Output every record below exactly as it appears.

++++++++

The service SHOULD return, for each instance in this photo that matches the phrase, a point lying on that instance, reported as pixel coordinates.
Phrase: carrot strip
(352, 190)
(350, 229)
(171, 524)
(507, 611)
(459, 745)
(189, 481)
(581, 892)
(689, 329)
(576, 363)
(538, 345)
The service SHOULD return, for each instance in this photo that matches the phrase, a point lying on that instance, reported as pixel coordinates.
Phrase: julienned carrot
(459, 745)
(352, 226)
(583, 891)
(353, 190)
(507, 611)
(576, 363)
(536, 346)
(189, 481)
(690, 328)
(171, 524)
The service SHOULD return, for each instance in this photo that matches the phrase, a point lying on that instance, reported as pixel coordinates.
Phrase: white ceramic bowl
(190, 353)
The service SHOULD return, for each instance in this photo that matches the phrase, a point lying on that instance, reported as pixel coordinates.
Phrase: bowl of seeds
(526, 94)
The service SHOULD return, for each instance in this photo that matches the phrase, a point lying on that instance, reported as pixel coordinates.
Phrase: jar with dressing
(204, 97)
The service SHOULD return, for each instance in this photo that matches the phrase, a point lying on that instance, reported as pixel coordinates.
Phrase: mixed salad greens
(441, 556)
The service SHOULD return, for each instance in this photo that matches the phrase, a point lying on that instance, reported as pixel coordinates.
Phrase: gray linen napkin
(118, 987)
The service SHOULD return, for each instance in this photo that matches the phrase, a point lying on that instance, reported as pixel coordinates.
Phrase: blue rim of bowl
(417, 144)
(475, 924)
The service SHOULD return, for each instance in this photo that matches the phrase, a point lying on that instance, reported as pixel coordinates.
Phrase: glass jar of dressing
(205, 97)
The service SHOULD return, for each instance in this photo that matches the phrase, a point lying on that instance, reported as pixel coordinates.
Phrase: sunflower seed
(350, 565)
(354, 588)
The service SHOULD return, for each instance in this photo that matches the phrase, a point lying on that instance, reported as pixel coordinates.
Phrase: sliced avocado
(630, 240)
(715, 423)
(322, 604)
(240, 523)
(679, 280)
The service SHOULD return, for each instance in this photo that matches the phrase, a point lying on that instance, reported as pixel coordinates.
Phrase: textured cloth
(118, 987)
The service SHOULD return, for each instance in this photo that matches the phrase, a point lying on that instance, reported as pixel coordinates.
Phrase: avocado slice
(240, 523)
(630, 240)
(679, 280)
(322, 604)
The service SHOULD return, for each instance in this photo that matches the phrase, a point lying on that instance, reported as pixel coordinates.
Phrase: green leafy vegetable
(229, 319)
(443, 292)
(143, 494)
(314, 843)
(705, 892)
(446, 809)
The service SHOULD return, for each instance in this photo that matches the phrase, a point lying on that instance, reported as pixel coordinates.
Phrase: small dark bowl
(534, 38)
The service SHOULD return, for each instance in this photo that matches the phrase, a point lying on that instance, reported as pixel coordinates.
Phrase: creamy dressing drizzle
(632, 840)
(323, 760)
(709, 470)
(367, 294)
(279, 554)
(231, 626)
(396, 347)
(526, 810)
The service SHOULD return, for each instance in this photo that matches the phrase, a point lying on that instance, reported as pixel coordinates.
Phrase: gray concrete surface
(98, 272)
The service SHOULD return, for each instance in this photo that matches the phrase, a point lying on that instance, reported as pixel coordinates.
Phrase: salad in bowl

++++++++

_The solution_
The service SHOULD return, for each instance in this photo that matches the phrase, a point lying on that instance, reported as pixel coordinates.
Phrase: carrot strip
(352, 190)
(350, 229)
(171, 524)
(507, 611)
(459, 745)
(189, 481)
(581, 892)
(689, 329)
(576, 363)
(538, 345)
The service SHOULD return, for each instance in this photo that matches the phrase, a point lying on that instance, reported as pixel coordinates.
Phrase: julienned carrot
(459, 745)
(352, 226)
(583, 891)
(353, 190)
(507, 611)
(576, 363)
(536, 346)
(189, 481)
(690, 328)
(171, 524)
The service SHOULD return, for each instance in this photo that matches the phrase, a point lying on that instance, reported as pixel coordinates.
Phrase: white ceramic bowl
(190, 353)
The service SHOULD return, for each instance in this photo that matches the phrase, a point lying on that instance, reported as pixel coordinates.
Phrase: bowl of seeds
(526, 94)
The service SHOULD return, for each instance in this photo that matches the phrase, a point lying on that instance, reported as pixel coordinates.
Phrase: jar with dressing
(204, 97)
The service SHOULD return, for each instance in this photo that matches the phrase, a point lying on that instance, reported as pixel coordinates.
Phrase: mixed salad greens
(441, 556)
The service SHOULD return, for each instance in this photo that matches the phrase, a point lying on that instance, reported as pixel coordinates.
Phrase: gray linen napkin
(118, 987)
The service SHOULD return, for each instance in this photo that matches the phrase, a point lying on that instance, reported as pixel coordinates.
Phrase: blue rim of bowl
(417, 144)
(475, 924)
The service SHOULD return, for each instance in this photo that matches the phrase, a point lying on that instance, reported as pixel coordinates.
Phrase: glass jar of dressing
(205, 97)
The service SHOULD return, for each instance in this photo that matches the phrase, a point lying on that instance, reported as pixel coordinates.
Phrase: sunflower seed
(350, 565)
(354, 588)
The service SHOULD return, for each instance in this photo that matches the phrase, a point lying on that instance, reported as pixel coordinates.
Phrase: sliced avocado
(630, 240)
(715, 423)
(322, 604)
(240, 523)
(679, 280)
The service SHOULD return, for each instance in this photo that matches the phrase, a point lying on that instance, reported as pixel coordinates.
Phrase: textured cloth
(118, 987)
The service SHOULD return, for each instance in this photo that matches the phrase, a point lying on that instance, reported as pixel coordinates.
Phrase: avocado slice
(240, 523)
(630, 240)
(679, 280)
(322, 604)
The service SHOULD return, for each instance in this photo that matches the phrase, a point lying on that instance, reported as pixel coordinates.
Phrase: green leafy vegetable
(229, 319)
(443, 292)
(143, 494)
(314, 843)
(705, 892)
(446, 809)
The service SHOULD return, for each instance in this photo that matches the phrase, a point lying on that instance, reported as pixel coordinates.
Phrase: small dark bowl
(534, 38)
The service SHOULD return, for each instance in this photo that matches the phrase, a point lying on that instance, reported as pixel coordinates.
Phrase: creamy dressing drizzle
(632, 840)
(323, 760)
(709, 470)
(367, 294)
(279, 554)
(231, 626)
(396, 347)
(526, 810)
The service SHOULD return, for each instance in this photo that matches the phrase, a point lying on that instance, reported as pixel coordinates.
Phrase: gray concrete surface
(98, 272)
The service SHOULD return, for each instance in this photo that matches the phrase, a point lying on that instance, reported as pixel coordinates.
Phrase: salad in bowl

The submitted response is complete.